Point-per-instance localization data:

------------------------

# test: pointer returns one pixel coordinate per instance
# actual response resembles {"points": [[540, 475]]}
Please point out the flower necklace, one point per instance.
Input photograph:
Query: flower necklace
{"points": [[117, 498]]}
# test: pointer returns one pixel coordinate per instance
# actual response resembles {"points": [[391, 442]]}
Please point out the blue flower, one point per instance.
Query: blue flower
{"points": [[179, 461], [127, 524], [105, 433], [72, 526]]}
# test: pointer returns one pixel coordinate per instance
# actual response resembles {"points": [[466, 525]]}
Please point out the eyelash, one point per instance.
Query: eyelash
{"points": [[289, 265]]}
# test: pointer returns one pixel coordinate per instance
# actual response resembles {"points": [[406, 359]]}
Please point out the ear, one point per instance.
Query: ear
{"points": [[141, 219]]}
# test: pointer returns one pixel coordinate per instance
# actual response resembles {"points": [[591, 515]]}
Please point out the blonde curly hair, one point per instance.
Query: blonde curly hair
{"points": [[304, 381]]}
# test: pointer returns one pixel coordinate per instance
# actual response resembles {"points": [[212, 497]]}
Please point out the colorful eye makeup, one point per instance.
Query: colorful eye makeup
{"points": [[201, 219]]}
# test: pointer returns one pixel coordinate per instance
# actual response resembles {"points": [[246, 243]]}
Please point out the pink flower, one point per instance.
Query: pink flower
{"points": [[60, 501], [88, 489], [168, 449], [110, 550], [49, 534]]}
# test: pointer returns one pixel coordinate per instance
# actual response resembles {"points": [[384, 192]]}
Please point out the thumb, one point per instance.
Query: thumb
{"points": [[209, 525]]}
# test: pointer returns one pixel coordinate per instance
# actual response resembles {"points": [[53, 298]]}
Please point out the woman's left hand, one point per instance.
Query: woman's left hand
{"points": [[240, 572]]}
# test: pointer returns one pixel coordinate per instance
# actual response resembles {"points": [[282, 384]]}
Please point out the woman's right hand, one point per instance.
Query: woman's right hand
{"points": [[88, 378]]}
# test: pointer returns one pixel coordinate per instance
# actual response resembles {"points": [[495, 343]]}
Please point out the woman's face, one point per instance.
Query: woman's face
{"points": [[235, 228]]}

------------------------

Work item:
Line by line, count how many lines of the entries contain the word "resembles", and give only that number.

Response to the task:
11